Requirement – Continue the review abstract on how K–12 learners understand STEAM concepts, picking up right after its last sentence.

Passage given –
┌──

Project
From Misconception to Mastery
How K–12 Learners Understand Interdisciplinary STEAM Concepts: A Systematic Literature Review
Abstract
Background
The growing integration of science, technology, engineering, arts, and mathematics (STEAM) education has prompted calls to examine how K–12 learners conceptualize interdisciplinary content. While research has expanded rapidly, findings remain fragmented regarding how students build understanding, what misconceptions persist, and what contextual factors shape learning outcomes.
Objective
This systematic literature review synthesized empirical studies to answer three research questions: (1) How do K–12 learners understand STEAM concepts? (2) What misconceptions commonly arise? (3) What factors support or hinder conceptual understanding across STEAM domains?
Data Sciences
Peer-reviewed articles published between 2006 and 2025 were identified through Scopus database using combinations of “STEAM,” “conceptual understanding,” “mental models,” and “K–12 learners.” Reference lists of included studies were also screened.
Eligibility Criteria
Studies were included if they (a) focused on K–12 students, (b) examined conceptual understanding or misconceptions in STEAM or integrated STEM/arts contexts, and (c) used empirical methods. The review excluded opinion papers, purely theoretical works, and studies not reporting primary data.
Participants and Study Appraisal
Fourteen studies met inclusion criteria, spanning elementary through high school contexts and employing case studies, quasi-experimental designs, mixed-methods approaches, and qualitative analyses. Quality appraisal considered methodological rigor, clarity of data reporting, and alignment with research questions.

└──

Material shown –

┌──

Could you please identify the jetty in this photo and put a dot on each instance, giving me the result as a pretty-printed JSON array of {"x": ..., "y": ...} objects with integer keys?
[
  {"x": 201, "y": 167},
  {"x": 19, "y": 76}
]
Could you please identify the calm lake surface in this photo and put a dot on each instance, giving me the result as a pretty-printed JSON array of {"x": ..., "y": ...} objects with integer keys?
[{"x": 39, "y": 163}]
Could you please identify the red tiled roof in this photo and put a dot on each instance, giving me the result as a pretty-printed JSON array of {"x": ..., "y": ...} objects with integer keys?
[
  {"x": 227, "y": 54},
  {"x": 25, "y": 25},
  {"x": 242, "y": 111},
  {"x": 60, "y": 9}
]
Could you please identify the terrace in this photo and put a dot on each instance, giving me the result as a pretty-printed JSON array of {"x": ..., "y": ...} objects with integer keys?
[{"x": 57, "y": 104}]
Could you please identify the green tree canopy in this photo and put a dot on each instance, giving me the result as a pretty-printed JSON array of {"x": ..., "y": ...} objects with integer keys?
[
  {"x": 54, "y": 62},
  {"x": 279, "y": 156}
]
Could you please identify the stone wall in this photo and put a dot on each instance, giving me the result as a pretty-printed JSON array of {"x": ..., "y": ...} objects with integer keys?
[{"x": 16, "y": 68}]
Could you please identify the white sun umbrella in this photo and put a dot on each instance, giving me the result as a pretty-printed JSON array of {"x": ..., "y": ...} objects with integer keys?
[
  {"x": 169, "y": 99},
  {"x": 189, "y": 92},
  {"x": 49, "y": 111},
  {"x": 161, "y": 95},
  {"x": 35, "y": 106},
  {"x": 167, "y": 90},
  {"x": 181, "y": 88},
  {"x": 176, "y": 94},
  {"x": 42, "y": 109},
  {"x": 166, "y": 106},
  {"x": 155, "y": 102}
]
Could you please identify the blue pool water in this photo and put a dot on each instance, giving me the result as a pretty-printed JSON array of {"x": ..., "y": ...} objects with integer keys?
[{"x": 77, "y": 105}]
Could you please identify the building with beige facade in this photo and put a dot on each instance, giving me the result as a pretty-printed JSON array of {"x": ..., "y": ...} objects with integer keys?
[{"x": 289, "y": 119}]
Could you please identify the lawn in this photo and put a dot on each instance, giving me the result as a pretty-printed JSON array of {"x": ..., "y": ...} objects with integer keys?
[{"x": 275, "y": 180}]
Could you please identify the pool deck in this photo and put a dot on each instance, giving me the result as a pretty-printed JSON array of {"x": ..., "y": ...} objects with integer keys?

└──

Final result –
Synthesis of Results
Learners developed deeper conceptual understanding when engaged in hands-on projects, inquiry tasks, coding activities, and visual or arts-based representations that connected abstract ideas to real contexts. Misconceptions such as confusion over particle models in science, linear views of coding, or misapplied proportional reasoning in mathematics were common but functioned as productive “stepping stones” when explicitly addressed through scaffolding, feedback, and peer dialogue. Factors supporting conceptual growth included interdisciplinary project design, teacher expertise, and access to STEAM tools, while barriers included fragmented curricula, rote learning, insufficient teacher training, and resource constraints. Theoretical frameworks such as constructivism, constructionism, and conceptual-change theory explained how students’ mental models evolved toward scientifically accurate conceptions.
Limitations
Most studies were small-scale, cross-sectional, and concentrated in high-income contexts, with limited longitudinal evidence and few contributions from African or other under-researched regions.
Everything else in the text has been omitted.